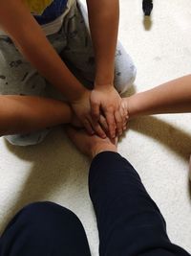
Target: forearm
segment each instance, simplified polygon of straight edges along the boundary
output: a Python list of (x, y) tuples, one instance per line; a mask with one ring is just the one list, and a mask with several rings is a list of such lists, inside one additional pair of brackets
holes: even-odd
[(130, 118), (191, 112), (191, 75), (126, 98)]
[(83, 94), (85, 88), (69, 71), (22, 1), (0, 1), (0, 24), (26, 58), (69, 101)]
[(0, 96), (0, 135), (27, 133), (70, 123), (70, 106), (61, 102), (31, 96)]
[(118, 0), (87, 0), (96, 52), (96, 84), (112, 84), (118, 32)]

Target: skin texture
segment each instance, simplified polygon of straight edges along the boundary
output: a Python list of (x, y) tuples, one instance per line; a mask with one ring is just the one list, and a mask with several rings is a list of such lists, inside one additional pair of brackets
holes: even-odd
[[(120, 110), (121, 99), (113, 85), (118, 1), (87, 2), (96, 61), (96, 86), (92, 92), (71, 73), (21, 0), (0, 0), (0, 26), (32, 65), (67, 98), (80, 124), (90, 134), (96, 132), (102, 138), (106, 136), (99, 124), (101, 110), (106, 117), (110, 136), (114, 137), (116, 128), (121, 134), (126, 124), (125, 113)], [(96, 15), (94, 8), (96, 8)], [(102, 26), (98, 30), (100, 24)], [(107, 36), (106, 31), (109, 33)], [(110, 46), (107, 43), (108, 36), (113, 42)], [(51, 114), (49, 118), (51, 123), (54, 120)]]
[(191, 112), (191, 75), (122, 100), (129, 117)]

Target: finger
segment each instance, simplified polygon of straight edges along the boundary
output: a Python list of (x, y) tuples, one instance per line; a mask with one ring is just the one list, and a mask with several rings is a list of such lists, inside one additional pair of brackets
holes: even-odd
[(107, 121), (103, 115), (100, 115), (99, 124), (106, 132), (109, 131)]
[(100, 108), (97, 103), (91, 102), (91, 113), (95, 121), (98, 121), (100, 117)]
[(92, 125), (87, 118), (83, 121), (83, 126), (89, 134), (91, 135), (95, 134)]
[(121, 136), (122, 131), (123, 131), (123, 119), (122, 119), (119, 111), (115, 112), (115, 120), (116, 120), (116, 124), (117, 124), (117, 133), (119, 136)]
[(127, 128), (127, 118), (126, 118), (126, 111), (124, 110), (124, 108), (121, 106), (119, 109), (120, 115), (122, 117), (122, 128), (123, 131), (126, 130)]
[(115, 138), (116, 137), (117, 125), (116, 125), (114, 113), (113, 112), (106, 112), (105, 115), (106, 115), (107, 124), (109, 127), (110, 136), (111, 136), (111, 138)]
[(102, 139), (106, 138), (106, 133), (99, 125), (98, 122), (95, 122), (91, 117), (89, 117), (89, 122), (91, 123), (92, 128), (94, 128), (95, 132), (101, 137)]

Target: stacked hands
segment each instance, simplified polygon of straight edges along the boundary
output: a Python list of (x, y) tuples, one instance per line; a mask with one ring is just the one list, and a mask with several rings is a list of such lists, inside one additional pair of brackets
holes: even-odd
[(90, 135), (114, 139), (127, 128), (127, 101), (120, 97), (113, 84), (96, 84), (92, 91), (84, 90), (71, 105), (74, 112), (72, 124), (84, 127)]

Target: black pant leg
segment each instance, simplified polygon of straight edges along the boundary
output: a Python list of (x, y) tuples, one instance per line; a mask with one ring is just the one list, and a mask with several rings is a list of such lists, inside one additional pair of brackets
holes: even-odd
[(118, 153), (93, 160), (90, 196), (99, 231), (100, 256), (189, 255), (171, 244), (163, 217), (132, 165)]
[(70, 210), (53, 202), (22, 209), (0, 238), (0, 256), (90, 256), (84, 228)]

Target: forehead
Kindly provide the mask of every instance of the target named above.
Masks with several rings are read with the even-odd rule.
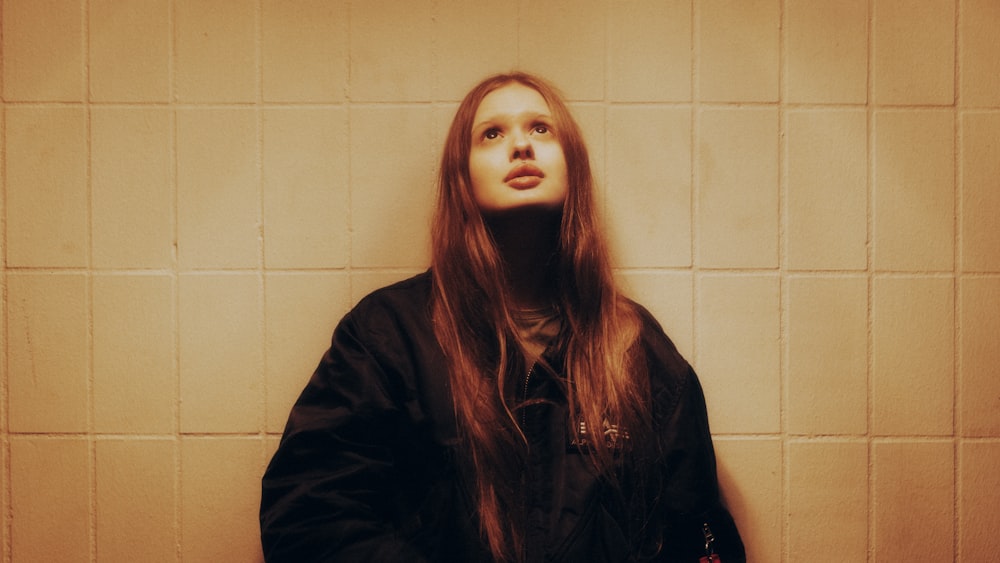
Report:
[[[476,109],[473,123],[520,115],[549,115],[549,104],[537,90],[511,82],[487,94]]]

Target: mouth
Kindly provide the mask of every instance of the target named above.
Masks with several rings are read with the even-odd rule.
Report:
[[[529,189],[540,184],[544,177],[545,173],[537,166],[521,164],[511,170],[503,181],[512,188]]]

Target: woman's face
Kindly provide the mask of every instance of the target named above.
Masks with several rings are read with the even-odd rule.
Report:
[[[490,92],[472,120],[469,175],[484,213],[562,209],[566,157],[545,99],[512,82]]]

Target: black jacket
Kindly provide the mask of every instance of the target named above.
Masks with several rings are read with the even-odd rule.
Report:
[[[573,446],[577,429],[565,405],[550,401],[526,410],[523,421],[535,452],[525,468],[529,561],[620,562],[641,551],[653,561],[694,562],[705,555],[705,526],[722,561],[745,559],[720,502],[698,379],[643,314],[662,452],[653,461],[661,492],[645,499],[655,507],[657,533],[642,547],[628,539],[636,514],[624,495],[602,486]],[[531,396],[554,396],[550,383],[535,377]],[[372,293],[344,317],[292,408],[262,482],[266,560],[490,561],[459,475],[458,447],[424,273]]]

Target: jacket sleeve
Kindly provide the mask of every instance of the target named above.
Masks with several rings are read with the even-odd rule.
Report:
[[[663,560],[697,561],[711,539],[722,561],[745,562],[743,541],[721,499],[705,397],[691,368],[664,422]]]
[[[722,501],[705,395],[697,374],[648,312],[645,342],[659,438],[654,501],[662,540],[657,561],[698,561],[706,533],[725,563],[746,561],[740,533]],[[707,528],[707,529],[706,529]]]
[[[338,325],[264,474],[268,563],[424,560],[393,522],[394,444],[406,439],[407,417],[400,368],[386,358],[399,352],[374,351],[366,338],[383,347],[392,338],[362,332],[356,315]]]

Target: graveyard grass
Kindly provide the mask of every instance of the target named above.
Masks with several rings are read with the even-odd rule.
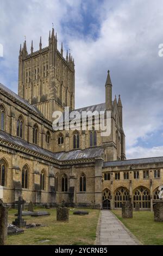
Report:
[[[163,222],[154,221],[153,212],[133,211],[133,218],[122,218],[121,210],[112,211],[143,245],[163,245]]]
[[[45,210],[34,209],[35,211]],[[51,213],[48,216],[23,216],[22,218],[27,221],[27,224],[40,223],[46,227],[24,229],[24,234],[8,236],[7,245],[93,245],[99,211],[86,210],[89,212],[88,215],[77,216],[70,210],[69,222],[57,221],[56,210],[46,210]],[[12,223],[16,212],[16,210],[9,210],[8,223]]]

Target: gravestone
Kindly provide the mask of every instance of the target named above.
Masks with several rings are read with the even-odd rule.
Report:
[[[135,211],[140,211],[140,205],[139,205],[139,203],[138,202],[135,203]]]
[[[51,215],[49,212],[46,211],[34,211],[30,216],[32,217],[39,217],[39,216],[47,216]]]
[[[8,209],[0,199],[0,245],[4,245],[8,235]]]
[[[18,235],[24,233],[24,229],[19,228],[12,224],[8,224],[8,235]]]
[[[24,204],[26,201],[24,201],[22,197],[18,197],[18,200],[16,201],[15,203],[18,205],[17,209],[17,218],[15,219],[15,221],[12,222],[13,225],[15,225],[18,228],[23,228],[26,227],[26,222],[22,218],[22,205]]]
[[[57,221],[69,221],[69,209],[67,207],[65,207],[65,200],[63,200],[62,206],[58,207],[57,209]]]
[[[122,218],[133,218],[133,204],[130,202],[122,203]]]
[[[163,221],[163,200],[153,200],[153,208],[154,221]]]
[[[86,211],[75,211],[73,212],[73,214],[76,215],[87,215],[89,214],[89,212]]]
[[[28,205],[28,211],[34,211],[34,205],[32,201],[30,201]]]

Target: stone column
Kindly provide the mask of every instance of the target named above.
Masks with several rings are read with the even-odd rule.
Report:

---

## [Job]
Can you restate all the records above word for word while dropping the pictures?

## [The output]
Target: forearm
segment each instance, simplified polygon of straight edges along the boundary
output: a Python list of (x, y) tuples, one instance per line; a mask with one ring is just the one list, and a mask with several rings is a list of such lists, inside one additional pair of brackets
holes: even-odd
[(130, 118), (191, 112), (191, 75), (126, 98)]
[(83, 94), (85, 88), (69, 71), (22, 1), (0, 1), (0, 24), (26, 58), (69, 101)]
[(0, 96), (0, 135), (27, 133), (70, 123), (70, 106), (61, 102), (31, 96)]
[(118, 0), (87, 0), (96, 52), (96, 84), (112, 84), (118, 32)]

Target: skin texture
segment each instance, simplified polygon of straight edges along the boundary
output: a Python list of (x, y) tuples, one instance per line; a mask with one ring is just the one list, and a mask with several rings is a list of such lists, inside one additional pair of brackets
holes: even-odd
[[(120, 110), (121, 99), (113, 85), (118, 1), (87, 2), (96, 61), (96, 86), (92, 92), (71, 73), (21, 0), (0, 0), (0, 26), (32, 65), (67, 98), (80, 124), (90, 134), (96, 132), (102, 138), (106, 136), (99, 124), (101, 110), (106, 117), (110, 136), (114, 137), (116, 128), (121, 134), (126, 124), (125, 113)], [(96, 15), (94, 8), (96, 8)], [(102, 26), (98, 30), (100, 24)], [(107, 36), (106, 31), (109, 33)], [(110, 46), (107, 43), (108, 36), (113, 42)], [(51, 114), (49, 118), (51, 123), (54, 120)]]
[(191, 112), (191, 75), (122, 100), (129, 117)]

Target: finger
segment each instance, simplified polygon of straight edges along the boundary
output: a Python list of (x, y) tuples, one instance per line; a mask with one ring is just the one list, and a mask with several rings is a list of such lists, inside one additional pair of brackets
holes: even-odd
[(107, 121), (103, 115), (100, 115), (99, 124), (106, 132), (109, 131)]
[(100, 108), (97, 103), (91, 102), (91, 113), (95, 121), (98, 121), (100, 117)]
[(92, 125), (87, 118), (83, 121), (83, 126), (89, 134), (91, 135), (95, 134)]
[(121, 136), (122, 131), (123, 131), (123, 119), (122, 119), (119, 111), (115, 112), (115, 120), (116, 120), (116, 124), (117, 124), (117, 133), (119, 136)]
[(127, 128), (127, 118), (126, 118), (126, 111), (124, 110), (124, 108), (121, 106), (119, 109), (120, 115), (122, 117), (122, 128), (123, 131), (126, 130)]
[(115, 138), (116, 137), (117, 125), (116, 125), (114, 113), (113, 112), (106, 112), (105, 115), (106, 115), (107, 124), (109, 127), (110, 136), (111, 136), (111, 138)]
[(102, 139), (106, 138), (106, 133), (99, 125), (98, 122), (95, 122), (91, 117), (89, 117), (89, 122), (91, 123), (92, 128), (94, 128), (95, 132), (101, 137)]

Target: stacked hands
segment each instance, simplified polygon of straight edges along the boundary
output: a Python list of (x, y) tuples, one instance per line; a mask with one ring is just the one list, and a mask with several rings is a list of such lists, inside one additional pair of brackets
holes: even-odd
[(90, 135), (114, 139), (127, 128), (127, 101), (120, 97), (113, 84), (96, 84), (92, 91), (84, 90), (71, 105), (74, 112), (72, 124), (84, 127)]

Target: black pant leg
segment each instance, simplified polygon of straight edges along the boundary
output: a Python list of (x, y) tuples, one instance per line; a mask with one ring is just the one list, and a mask with several rings is a list of such lists, inside one additional pair of brackets
holes: even-odd
[(118, 153), (93, 160), (90, 196), (99, 231), (100, 256), (189, 255), (171, 244), (163, 217), (132, 165)]
[(70, 210), (53, 202), (22, 209), (0, 238), (0, 256), (90, 256), (84, 228)]

Target: forehead
Kindly provide the mask of every instance of the target named above.
Masks with several rings are read with the even-odd rule.
Report:
[[[476,109],[473,123],[520,115],[549,115],[549,104],[537,90],[511,82],[487,94]]]

Target: mouth
Kindly provide the mask of every instance of the target named above.
Masks with several rings are read with the even-odd rule.
Report:
[[[529,189],[540,184],[544,177],[545,173],[537,166],[521,164],[511,170],[503,181],[512,188]]]

Target: woman's face
Kindly provide the mask of every instance of the target named above.
Masks with several rings are read with the even-odd rule.
Report:
[[[490,92],[472,120],[469,175],[484,213],[562,209],[566,157],[545,99],[512,82]]]

Target: black jacket
Kindly provide the mask of every instance of the target named above.
Masks with several rings are read with the even-odd rule.
Report:
[[[573,446],[577,429],[565,405],[550,401],[526,410],[523,421],[535,452],[525,468],[529,561],[620,562],[641,551],[653,561],[694,562],[705,555],[705,526],[722,561],[745,559],[720,502],[698,379],[643,314],[662,452],[653,461],[661,492],[645,499],[655,507],[657,533],[642,547],[628,539],[636,514],[624,495],[602,486]],[[531,396],[554,396],[550,383],[535,377]],[[372,293],[344,317],[292,408],[262,482],[266,560],[490,561],[459,475],[458,447],[424,273]]]

Target: jacket sleeve
Kindly provide the mask of every instance of the target named above.
Masks with several rings are read with the even-odd rule.
Report:
[[[663,560],[697,561],[711,539],[722,561],[745,562],[743,541],[721,499],[705,397],[691,368],[664,422]]]
[[[722,501],[705,395],[697,374],[648,312],[645,342],[659,438],[654,501],[662,540],[657,561],[698,561],[706,533],[725,563],[746,561],[740,533]],[[707,528],[707,529],[706,529]]]
[[[338,325],[264,474],[268,563],[424,560],[393,522],[394,444],[406,439],[407,417],[400,368],[386,358],[399,352],[374,351],[366,338],[383,347],[392,338],[362,332],[356,315]]]

Target: graveyard grass
Kindly provide the mask of every instance of the target named above.
Masks with several rings are read with the even-odd rule.
Report:
[[[163,222],[154,221],[153,212],[133,211],[133,218],[122,218],[121,210],[112,211],[143,245],[163,245]]]
[[[45,210],[34,209],[35,211]],[[51,213],[48,216],[23,216],[22,218],[27,221],[27,224],[40,223],[46,227],[24,229],[24,234],[8,236],[7,245],[93,245],[99,211],[86,210],[89,212],[88,215],[77,216],[70,210],[69,222],[57,221],[56,210],[46,210]],[[12,223],[16,212],[16,210],[9,210],[8,223]]]

Target: gravestone
Kindly provide the mask of every instance of the target named above.
Masks with several rings are read with the even-odd rule.
Report:
[[[135,211],[140,211],[140,205],[139,205],[139,203],[138,202],[135,203]]]
[[[51,215],[49,212],[46,211],[34,211],[30,216],[32,217],[39,217],[39,216],[47,216]]]
[[[8,209],[0,199],[0,245],[4,245],[8,235]]]
[[[18,235],[24,233],[24,229],[19,228],[12,224],[8,224],[8,235]]]
[[[24,204],[26,201],[24,201],[22,197],[18,197],[18,200],[16,201],[15,203],[18,205],[17,209],[17,218],[15,219],[15,221],[12,222],[13,225],[15,225],[18,228],[23,228],[26,227],[26,222],[22,218],[22,205]]]
[[[57,221],[69,221],[69,209],[67,207],[65,207],[65,200],[63,200],[62,206],[58,207],[57,209]]]
[[[122,218],[133,218],[133,204],[130,202],[122,203]]]
[[[163,221],[163,200],[153,200],[153,208],[154,221]]]
[[[86,211],[75,211],[73,212],[73,214],[76,215],[87,215],[89,214],[89,212]]]
[[[28,205],[28,211],[34,211],[34,205],[32,201],[30,201]]]

Target: stone column
Kindly provide the mask of every instance of the target named above.
Masks with several rings are read with the even-odd rule.
Report:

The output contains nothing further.